● **Stated goal**:
Produce an exact copy of the lines from the line containing "Category: soldier in acu uniform" through the last line of the listing below, both ends included, and nothing else.

(Object location annotation data)
<<<<

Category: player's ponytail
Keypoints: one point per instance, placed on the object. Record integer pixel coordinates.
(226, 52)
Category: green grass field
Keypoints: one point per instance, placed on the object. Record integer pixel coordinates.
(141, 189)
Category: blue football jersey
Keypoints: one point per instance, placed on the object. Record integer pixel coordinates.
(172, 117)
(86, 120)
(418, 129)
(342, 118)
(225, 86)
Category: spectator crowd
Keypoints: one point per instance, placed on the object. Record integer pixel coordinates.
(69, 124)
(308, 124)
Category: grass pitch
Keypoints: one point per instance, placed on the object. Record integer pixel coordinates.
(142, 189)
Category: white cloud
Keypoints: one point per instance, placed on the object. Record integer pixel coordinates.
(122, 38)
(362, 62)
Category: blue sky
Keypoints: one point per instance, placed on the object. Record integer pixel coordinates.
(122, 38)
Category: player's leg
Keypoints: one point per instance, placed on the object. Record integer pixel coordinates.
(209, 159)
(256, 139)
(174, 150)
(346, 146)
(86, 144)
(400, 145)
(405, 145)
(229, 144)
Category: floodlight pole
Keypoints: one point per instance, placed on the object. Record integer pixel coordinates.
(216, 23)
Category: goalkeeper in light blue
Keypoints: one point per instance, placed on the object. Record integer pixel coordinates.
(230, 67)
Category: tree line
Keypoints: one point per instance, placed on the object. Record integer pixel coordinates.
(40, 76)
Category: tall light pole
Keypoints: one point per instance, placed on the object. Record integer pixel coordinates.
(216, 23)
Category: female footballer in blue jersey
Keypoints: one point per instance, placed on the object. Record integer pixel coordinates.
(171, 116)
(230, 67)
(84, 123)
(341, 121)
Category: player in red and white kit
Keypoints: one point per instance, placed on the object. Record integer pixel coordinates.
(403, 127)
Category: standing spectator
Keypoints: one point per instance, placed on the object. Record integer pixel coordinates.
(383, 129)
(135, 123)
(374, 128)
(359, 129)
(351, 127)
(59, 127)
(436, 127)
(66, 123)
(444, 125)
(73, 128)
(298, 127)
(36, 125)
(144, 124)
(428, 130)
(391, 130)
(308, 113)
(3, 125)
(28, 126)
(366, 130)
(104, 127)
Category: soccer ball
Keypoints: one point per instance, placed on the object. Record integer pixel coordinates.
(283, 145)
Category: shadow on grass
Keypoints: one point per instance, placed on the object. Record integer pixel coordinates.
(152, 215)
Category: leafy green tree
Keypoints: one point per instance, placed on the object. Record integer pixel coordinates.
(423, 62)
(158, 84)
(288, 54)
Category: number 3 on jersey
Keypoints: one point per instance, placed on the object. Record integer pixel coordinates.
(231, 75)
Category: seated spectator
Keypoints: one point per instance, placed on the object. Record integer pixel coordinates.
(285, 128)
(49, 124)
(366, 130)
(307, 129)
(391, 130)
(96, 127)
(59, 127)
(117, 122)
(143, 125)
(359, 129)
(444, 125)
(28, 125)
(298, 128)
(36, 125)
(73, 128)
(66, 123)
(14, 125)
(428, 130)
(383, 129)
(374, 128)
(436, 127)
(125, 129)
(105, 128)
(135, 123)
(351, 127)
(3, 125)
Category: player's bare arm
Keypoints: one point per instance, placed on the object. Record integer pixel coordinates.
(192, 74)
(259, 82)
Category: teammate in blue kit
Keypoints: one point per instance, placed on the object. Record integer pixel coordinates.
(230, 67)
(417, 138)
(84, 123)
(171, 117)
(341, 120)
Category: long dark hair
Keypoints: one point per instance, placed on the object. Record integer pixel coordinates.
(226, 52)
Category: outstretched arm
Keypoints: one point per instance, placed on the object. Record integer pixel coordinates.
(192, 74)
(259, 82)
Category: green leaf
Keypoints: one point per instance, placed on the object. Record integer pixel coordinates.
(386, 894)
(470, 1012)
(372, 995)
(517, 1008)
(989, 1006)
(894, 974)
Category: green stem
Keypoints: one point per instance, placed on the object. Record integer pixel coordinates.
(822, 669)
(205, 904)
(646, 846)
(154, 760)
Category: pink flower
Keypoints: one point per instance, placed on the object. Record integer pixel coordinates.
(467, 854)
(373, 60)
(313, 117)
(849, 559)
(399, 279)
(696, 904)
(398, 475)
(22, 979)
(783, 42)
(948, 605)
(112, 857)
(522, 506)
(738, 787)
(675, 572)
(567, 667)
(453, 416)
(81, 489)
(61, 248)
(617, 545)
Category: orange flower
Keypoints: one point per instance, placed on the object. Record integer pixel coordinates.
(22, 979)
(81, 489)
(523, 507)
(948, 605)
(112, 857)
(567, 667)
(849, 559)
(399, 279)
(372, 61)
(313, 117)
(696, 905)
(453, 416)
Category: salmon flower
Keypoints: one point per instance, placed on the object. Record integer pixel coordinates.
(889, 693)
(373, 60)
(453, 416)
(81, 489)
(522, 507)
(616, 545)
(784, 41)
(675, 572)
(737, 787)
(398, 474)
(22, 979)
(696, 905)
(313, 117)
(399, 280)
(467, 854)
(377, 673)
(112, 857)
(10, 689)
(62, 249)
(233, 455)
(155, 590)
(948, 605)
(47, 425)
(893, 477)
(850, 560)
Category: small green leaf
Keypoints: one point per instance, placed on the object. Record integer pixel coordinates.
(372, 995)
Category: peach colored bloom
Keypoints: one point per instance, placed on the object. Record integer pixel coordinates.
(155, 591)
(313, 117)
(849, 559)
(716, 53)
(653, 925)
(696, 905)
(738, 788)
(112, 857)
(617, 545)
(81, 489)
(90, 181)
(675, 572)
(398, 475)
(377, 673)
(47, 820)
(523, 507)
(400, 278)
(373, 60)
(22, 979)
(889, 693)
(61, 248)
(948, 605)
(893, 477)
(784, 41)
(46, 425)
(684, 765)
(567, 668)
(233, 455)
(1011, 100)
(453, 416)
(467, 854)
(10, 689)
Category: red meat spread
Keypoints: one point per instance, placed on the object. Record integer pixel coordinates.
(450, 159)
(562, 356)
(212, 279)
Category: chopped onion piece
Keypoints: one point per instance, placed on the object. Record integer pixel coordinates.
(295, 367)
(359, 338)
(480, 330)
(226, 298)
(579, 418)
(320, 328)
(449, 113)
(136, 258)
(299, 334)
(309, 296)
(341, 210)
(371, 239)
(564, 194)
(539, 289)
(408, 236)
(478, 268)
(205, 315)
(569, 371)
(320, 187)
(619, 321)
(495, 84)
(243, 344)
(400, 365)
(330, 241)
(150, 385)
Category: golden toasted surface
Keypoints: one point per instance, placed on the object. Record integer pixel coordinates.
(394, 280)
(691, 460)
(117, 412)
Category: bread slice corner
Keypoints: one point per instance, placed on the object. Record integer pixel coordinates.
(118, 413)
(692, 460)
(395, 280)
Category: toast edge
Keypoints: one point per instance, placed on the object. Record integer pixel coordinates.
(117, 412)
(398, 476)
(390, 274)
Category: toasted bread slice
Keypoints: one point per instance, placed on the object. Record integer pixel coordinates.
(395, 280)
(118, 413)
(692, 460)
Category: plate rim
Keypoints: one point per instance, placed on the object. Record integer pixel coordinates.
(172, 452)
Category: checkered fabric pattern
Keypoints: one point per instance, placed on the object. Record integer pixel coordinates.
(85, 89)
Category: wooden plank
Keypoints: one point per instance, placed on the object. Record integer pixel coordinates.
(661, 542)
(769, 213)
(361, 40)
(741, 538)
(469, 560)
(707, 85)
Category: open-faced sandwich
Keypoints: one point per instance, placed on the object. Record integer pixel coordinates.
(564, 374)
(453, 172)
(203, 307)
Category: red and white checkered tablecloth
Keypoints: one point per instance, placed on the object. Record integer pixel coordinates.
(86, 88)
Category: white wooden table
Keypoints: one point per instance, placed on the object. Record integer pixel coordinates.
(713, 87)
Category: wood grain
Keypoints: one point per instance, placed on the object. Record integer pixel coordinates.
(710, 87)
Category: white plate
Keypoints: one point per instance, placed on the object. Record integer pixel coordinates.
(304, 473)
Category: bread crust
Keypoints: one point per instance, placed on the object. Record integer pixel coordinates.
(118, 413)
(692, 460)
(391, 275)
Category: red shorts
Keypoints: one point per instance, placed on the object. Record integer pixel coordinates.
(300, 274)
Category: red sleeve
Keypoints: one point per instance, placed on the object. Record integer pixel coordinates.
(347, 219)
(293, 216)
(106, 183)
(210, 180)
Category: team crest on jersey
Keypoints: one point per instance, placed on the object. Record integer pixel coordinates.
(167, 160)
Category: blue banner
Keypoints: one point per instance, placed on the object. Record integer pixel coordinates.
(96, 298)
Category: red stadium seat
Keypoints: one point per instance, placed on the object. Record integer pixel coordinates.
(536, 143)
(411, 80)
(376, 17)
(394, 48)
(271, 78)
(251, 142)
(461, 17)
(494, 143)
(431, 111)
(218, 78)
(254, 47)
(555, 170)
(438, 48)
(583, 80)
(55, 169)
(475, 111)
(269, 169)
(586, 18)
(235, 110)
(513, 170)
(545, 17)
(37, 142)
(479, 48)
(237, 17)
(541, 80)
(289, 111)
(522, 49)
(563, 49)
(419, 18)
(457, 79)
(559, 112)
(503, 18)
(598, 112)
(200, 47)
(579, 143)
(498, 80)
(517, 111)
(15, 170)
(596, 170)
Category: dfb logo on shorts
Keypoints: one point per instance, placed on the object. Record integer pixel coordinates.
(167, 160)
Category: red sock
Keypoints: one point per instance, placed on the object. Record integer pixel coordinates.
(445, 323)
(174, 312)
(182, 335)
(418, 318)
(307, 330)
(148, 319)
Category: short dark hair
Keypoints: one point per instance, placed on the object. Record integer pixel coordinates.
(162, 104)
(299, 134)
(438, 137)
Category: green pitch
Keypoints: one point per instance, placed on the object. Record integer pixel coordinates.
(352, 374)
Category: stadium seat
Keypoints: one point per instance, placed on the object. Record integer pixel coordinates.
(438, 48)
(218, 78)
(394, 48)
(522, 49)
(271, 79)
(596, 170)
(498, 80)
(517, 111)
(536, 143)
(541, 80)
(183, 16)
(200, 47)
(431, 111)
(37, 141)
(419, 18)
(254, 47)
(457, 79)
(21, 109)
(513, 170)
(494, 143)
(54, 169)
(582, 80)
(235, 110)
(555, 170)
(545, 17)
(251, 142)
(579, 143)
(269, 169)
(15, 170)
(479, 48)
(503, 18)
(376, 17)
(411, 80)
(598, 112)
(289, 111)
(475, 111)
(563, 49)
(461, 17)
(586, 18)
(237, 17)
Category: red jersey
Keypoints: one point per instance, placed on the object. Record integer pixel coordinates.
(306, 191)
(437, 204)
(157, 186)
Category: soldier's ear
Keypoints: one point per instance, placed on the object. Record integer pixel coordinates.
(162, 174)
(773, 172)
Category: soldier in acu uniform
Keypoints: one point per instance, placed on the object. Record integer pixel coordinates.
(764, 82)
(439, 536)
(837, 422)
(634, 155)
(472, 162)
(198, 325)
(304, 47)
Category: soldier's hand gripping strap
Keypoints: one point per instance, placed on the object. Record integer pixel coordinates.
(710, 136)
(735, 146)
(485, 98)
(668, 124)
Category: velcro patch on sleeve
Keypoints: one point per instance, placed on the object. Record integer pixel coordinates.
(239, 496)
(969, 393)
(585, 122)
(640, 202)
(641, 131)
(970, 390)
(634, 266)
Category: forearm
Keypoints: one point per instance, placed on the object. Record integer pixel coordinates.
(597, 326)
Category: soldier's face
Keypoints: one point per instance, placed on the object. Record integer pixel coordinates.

>>>>

● **Complete answer**:
Category: soldier in acu uniform
Keypoints: one point per instance, placed on the object. Record integer pixel coordinates.
(764, 82)
(439, 536)
(837, 422)
(634, 155)
(472, 162)
(198, 325)
(304, 47)
Category: soldier's hand gripping strap
Keypoints: one point per instance, placed on the object. Record integer pixel coordinates.
(710, 136)
(735, 146)
(485, 98)
(668, 124)
Category: velcro patch on sleeve
Keypoints: one point per instance, placed on the object. Record integer pixel coordinates.
(239, 496)
(969, 393)
(585, 122)
(640, 202)
(641, 131)
(970, 390)
(634, 266)
Category: forearm
Keypoints: one point per instance, placed on the object. Record integer pixel coordinates.
(597, 326)
Category: soldier's face
Keypoints: one point per instance, placed on the object. Record integer pixel coordinates.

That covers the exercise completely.